*EXERCISE BRIEF*
Rewrite the records below, switching each "even-odd" to "nonzero" and leaving everything else unchanged.

*RECORDS SUPPLIED*
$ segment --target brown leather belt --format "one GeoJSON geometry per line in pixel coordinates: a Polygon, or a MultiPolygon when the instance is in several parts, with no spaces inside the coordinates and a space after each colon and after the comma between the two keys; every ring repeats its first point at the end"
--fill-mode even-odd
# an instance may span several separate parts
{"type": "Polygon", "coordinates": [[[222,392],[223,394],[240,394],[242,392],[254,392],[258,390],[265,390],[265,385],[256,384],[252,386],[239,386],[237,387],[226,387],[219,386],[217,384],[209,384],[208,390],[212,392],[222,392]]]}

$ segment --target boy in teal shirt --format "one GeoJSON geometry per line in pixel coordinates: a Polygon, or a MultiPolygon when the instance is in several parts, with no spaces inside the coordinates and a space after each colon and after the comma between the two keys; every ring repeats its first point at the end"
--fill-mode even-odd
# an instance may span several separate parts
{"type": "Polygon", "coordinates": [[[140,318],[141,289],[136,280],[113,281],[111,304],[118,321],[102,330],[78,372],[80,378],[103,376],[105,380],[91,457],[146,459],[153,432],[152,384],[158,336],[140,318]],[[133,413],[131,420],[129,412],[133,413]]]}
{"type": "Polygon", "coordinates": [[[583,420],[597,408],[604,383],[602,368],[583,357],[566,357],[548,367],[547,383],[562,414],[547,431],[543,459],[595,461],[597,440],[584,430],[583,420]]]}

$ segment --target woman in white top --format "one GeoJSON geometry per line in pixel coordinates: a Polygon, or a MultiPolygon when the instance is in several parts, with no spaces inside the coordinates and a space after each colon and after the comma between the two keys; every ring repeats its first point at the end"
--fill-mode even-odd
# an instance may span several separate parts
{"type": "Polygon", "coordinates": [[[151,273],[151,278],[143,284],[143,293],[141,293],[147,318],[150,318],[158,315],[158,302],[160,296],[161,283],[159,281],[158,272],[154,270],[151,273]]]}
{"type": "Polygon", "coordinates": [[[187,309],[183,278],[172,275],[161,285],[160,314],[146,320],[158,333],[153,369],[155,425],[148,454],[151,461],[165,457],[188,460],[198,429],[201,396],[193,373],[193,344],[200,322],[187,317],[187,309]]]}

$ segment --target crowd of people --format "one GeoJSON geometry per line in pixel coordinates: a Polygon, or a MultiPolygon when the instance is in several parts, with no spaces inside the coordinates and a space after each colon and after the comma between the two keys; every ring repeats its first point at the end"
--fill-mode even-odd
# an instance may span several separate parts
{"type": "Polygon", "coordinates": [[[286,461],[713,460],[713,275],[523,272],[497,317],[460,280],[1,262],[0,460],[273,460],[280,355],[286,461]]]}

*WRITTEN RESPONSE*
$ segment --target brown leather belt --format "one GeoJSON geometry per line in pixel coordinates: a Polygon, or a MultiPolygon when the instance is in several parts, with no spaces inside the coordinates and a space after each colon and after the comma between the two keys; every ring repeats its first point at the end"
--fill-mode nonzero
# an instance may span several separate parts
{"type": "Polygon", "coordinates": [[[222,392],[223,394],[240,394],[242,392],[254,392],[258,390],[265,390],[265,385],[256,384],[252,386],[239,386],[237,387],[226,387],[219,386],[217,384],[209,384],[208,390],[212,392],[222,392]]]}

$ segment --target boy in teal shirt --format "one GeoJSON geometry per line in pixel coordinates: a Polygon, or a MultiPolygon when the instance is in several parts, with no spaces inside the coordinates and a space after each colon and after the comma between the two keys; every ring repeats its first point at the end"
--fill-mode nonzero
# an instance may span several separate parts
{"type": "Polygon", "coordinates": [[[140,318],[141,289],[136,280],[113,281],[111,304],[118,321],[102,330],[78,372],[80,378],[103,376],[105,380],[91,457],[146,459],[153,432],[152,384],[158,336],[140,318]],[[133,413],[131,420],[129,412],[133,413]]]}
{"type": "Polygon", "coordinates": [[[583,420],[597,408],[604,383],[602,368],[583,357],[566,357],[548,367],[547,383],[562,414],[547,431],[543,459],[595,461],[597,440],[584,430],[583,420]]]}

$ segment --target woman in white top --format "one GeoJSON geometry per line in pixel coordinates: a Polygon, or a MultiPolygon when the instance is in several parts, with no spaces inside the coordinates and a space after each colon and after the comma between the two keys; every ring repeats its first point at the end"
--fill-mode nonzero
# an instance may span several separate parts
{"type": "Polygon", "coordinates": [[[151,273],[151,278],[143,284],[143,293],[141,293],[147,318],[150,318],[158,315],[158,302],[160,296],[161,283],[159,281],[158,272],[154,270],[151,273]]]}
{"type": "Polygon", "coordinates": [[[187,309],[183,278],[172,275],[161,285],[160,314],[146,320],[158,333],[153,369],[155,425],[148,454],[151,461],[165,457],[188,460],[198,429],[201,396],[193,373],[193,344],[200,322],[187,317],[187,309]]]}

$ segment --target crowd of people --format "one GeoJSON geometry per line in pixel coordinates: a Polygon, or a MultiPolygon when the instance is in several parts, with no spaces inside the coordinates and a space after each colon and after the comma between the two keys; every ring repeats its first point at the end"
--fill-mode nonzero
# an instance may span several separate parts
{"type": "Polygon", "coordinates": [[[286,461],[713,460],[713,275],[523,272],[497,317],[460,280],[1,262],[0,460],[273,460],[280,355],[286,461]]]}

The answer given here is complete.